— What the exercise asks —
Go through the records below and return each line that has "every" in it.
————
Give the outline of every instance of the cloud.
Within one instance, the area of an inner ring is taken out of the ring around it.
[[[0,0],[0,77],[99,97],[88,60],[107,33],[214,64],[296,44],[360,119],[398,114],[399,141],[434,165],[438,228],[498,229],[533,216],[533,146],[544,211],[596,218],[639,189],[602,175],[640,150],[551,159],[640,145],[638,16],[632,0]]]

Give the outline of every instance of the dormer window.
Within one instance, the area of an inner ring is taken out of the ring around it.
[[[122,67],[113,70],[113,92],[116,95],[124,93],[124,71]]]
————
— The completed task —
Give the outline of every instance of the cloud.
Give the outline of every instance of the dormer window.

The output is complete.